Pull out every line in the records below that contains the word "vegetation".

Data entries
++++++++
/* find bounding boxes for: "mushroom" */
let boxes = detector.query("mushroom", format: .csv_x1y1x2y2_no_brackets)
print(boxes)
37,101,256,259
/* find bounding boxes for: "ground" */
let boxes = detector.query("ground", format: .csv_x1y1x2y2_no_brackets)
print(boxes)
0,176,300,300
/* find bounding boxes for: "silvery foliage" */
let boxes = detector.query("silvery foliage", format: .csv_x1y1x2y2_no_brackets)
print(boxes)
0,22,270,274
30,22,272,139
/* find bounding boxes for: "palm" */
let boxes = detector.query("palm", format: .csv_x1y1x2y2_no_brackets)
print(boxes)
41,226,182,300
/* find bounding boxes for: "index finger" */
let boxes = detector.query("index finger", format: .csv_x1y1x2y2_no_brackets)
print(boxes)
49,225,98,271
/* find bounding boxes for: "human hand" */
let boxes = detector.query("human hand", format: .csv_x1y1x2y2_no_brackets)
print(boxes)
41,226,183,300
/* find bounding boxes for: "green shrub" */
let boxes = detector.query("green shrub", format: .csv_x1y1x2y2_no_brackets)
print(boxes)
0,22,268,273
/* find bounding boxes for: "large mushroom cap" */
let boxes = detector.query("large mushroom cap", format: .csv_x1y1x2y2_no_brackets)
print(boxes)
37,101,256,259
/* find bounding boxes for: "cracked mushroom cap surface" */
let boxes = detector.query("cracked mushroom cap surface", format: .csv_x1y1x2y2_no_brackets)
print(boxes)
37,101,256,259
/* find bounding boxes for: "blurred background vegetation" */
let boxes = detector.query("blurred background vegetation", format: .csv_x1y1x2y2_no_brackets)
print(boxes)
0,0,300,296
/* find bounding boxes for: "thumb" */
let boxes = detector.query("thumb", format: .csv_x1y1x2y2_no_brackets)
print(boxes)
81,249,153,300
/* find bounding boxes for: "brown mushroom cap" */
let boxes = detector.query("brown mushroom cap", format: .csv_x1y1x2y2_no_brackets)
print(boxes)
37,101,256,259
++++++++
• Final result
/* find bounding boxes for: "blurred background vegetation" */
let boxes = detector.query("blurred background vegetation", format: .csv_x1y1x2y2_no_brackets)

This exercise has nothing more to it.